* [Short exercise a]: Report every line in the entries that contains the string "navy", treating uppercase and lowercase as different.

Bernard Kleiman (1928-2006) was an American lawyer.

Early life 
Although born in Chicago, Bernard Kleiman grew up in Kendallville, Indiana, where his father was a scrap metal dealer.  He played center on the varsity basketball team in high school, and graduated in 1944.

He delayed his acceptance to Purdue University to enlist in the Army. He toured with the Army basketball team and served in Korea. His military service was cut short by scarlet fever. He returned to Purdue and graduated in 1951, having majored in metallurgical engineering. He then attended the Northwestern University School of Law, from which he graduated in 1954.

Legal career 
In 1960, Kleiman became counsel for District 31 of the United Steelworkers Union, covering Illinois and Indiana. He spearheaded a successful lawsuit that forced Illinois to reapportion its legislature to assure it followed the principle of one person one vote.

Impressed by Mr. Kleiman's accomplishments, I. W. Abel, the union's president, named him the union's general counsel in 1965. As general counsel Mr. Kleiman often served as the union's chief negotiator, helping make the nation's steelworkers some of the highest-paid blue-collar workers in the world.
During his tenure as general counsel, Kleiman negotiated a 1973 agreement that barred strikes in the steel industry for a decade. The agreement was designed to curb steel imports, because six months before every contract deadline, the nation's automakers and other steel users began greatly increasing their purchases from abroad.

* [Data shown]:
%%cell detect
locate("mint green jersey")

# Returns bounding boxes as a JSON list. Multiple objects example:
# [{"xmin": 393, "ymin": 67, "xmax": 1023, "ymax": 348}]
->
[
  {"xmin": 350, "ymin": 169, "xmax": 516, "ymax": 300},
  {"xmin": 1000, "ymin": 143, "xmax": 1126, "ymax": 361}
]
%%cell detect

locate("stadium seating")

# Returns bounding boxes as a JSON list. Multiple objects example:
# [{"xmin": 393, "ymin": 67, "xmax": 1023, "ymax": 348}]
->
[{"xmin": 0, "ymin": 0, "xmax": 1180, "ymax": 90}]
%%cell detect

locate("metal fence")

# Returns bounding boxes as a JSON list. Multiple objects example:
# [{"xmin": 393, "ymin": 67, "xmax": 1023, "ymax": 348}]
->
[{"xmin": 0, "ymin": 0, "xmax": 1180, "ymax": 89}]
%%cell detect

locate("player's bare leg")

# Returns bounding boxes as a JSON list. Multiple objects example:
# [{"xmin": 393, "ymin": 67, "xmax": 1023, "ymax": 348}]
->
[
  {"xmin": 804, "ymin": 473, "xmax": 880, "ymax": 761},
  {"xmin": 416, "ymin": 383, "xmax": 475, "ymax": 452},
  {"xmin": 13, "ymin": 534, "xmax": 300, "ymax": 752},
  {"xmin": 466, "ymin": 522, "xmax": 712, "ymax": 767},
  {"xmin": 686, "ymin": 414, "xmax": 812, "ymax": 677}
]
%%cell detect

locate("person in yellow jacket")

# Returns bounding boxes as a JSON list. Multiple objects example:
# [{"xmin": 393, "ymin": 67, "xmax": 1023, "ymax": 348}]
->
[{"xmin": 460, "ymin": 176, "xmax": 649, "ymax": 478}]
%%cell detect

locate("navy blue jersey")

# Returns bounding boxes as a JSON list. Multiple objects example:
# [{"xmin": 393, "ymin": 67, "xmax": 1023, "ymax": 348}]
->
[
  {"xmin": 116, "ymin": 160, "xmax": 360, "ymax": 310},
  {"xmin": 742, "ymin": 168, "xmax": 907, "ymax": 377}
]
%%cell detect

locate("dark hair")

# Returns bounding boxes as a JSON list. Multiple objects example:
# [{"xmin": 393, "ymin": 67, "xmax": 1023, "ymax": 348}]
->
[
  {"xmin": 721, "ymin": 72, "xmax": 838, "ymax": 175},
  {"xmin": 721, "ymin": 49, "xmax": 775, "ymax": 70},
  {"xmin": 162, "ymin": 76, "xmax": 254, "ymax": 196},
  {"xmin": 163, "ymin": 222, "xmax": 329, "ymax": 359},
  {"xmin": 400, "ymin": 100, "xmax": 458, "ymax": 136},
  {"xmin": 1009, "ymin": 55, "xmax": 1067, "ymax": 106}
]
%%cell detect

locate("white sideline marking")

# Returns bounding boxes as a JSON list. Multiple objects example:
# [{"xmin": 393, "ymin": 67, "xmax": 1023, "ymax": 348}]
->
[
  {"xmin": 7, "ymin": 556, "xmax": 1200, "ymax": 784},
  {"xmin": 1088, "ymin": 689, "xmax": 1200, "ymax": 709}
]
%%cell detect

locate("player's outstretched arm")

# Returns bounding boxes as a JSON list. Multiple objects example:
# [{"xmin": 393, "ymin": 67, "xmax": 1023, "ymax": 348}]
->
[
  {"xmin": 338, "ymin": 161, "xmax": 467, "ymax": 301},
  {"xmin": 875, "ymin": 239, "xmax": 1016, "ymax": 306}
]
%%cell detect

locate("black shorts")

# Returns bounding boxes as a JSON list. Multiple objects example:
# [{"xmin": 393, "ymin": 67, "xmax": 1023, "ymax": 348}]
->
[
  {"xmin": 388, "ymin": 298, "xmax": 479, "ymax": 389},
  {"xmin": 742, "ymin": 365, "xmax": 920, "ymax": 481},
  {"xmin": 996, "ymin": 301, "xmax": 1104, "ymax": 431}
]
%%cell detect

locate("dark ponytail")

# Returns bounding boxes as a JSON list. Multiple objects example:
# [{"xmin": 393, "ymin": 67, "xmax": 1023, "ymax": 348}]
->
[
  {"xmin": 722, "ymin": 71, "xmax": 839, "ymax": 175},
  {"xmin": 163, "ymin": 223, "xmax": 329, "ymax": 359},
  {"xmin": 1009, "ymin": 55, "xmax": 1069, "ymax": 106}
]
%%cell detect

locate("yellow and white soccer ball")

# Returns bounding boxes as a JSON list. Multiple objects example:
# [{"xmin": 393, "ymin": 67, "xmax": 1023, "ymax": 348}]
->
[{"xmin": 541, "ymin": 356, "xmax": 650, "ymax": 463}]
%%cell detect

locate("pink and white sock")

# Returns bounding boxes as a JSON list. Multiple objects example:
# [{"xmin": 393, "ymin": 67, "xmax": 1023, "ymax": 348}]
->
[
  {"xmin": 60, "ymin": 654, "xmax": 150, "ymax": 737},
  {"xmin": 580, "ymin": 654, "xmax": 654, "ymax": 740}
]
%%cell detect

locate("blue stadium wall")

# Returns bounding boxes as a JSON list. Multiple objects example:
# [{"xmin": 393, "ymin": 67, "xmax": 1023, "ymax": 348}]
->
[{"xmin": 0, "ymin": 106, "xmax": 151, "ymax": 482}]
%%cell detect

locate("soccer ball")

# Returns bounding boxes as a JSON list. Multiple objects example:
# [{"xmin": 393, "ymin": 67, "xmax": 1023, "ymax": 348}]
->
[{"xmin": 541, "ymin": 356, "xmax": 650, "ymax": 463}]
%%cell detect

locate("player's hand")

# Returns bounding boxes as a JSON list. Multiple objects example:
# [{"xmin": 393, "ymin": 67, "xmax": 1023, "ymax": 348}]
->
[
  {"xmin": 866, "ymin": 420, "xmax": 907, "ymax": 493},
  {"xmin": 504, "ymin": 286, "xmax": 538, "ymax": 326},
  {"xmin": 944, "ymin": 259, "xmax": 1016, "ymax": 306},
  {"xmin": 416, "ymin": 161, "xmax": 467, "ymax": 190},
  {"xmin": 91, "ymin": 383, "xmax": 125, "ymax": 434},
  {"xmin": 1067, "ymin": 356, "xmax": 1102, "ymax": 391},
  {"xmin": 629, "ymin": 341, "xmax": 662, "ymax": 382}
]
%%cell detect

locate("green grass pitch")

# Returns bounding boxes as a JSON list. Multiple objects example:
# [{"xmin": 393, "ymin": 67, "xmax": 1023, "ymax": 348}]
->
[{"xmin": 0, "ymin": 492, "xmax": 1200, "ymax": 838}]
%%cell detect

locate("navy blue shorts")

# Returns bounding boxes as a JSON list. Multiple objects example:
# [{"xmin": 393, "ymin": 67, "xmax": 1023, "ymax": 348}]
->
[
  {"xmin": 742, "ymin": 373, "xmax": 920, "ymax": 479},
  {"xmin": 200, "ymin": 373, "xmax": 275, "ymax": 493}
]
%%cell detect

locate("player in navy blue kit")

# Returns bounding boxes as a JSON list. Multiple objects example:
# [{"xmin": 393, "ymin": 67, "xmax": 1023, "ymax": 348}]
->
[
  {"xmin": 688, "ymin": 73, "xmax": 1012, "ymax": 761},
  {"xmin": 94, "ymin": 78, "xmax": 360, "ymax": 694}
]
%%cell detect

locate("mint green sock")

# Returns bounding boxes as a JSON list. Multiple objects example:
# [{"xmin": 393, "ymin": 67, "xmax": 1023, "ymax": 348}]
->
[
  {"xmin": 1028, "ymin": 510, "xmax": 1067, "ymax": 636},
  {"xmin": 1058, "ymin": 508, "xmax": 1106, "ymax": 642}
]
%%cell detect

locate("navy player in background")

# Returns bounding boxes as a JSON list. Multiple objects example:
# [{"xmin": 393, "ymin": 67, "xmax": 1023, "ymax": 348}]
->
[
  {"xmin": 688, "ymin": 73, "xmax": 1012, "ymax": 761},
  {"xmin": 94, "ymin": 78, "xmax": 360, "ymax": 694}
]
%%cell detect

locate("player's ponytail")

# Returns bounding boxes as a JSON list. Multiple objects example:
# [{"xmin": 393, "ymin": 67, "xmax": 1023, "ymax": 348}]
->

* [Short exercise b]: According to the biography of Bernard Kleiman, what reason led to the design of the 1973 agreement barring steel strikes as a way to curb steel imports? Answer in one to three sentences.

* [Task output a]:
locate("navy blue jersey")
locate("navy blue shorts")
locate("player in navy blue kit")
locate("navy player in background")

* [Task output b]: The agreement was designed to curb steel imports because, six months before every contract deadline, the nation's automakers and other steel users began greatly increasing their purchases from abroad.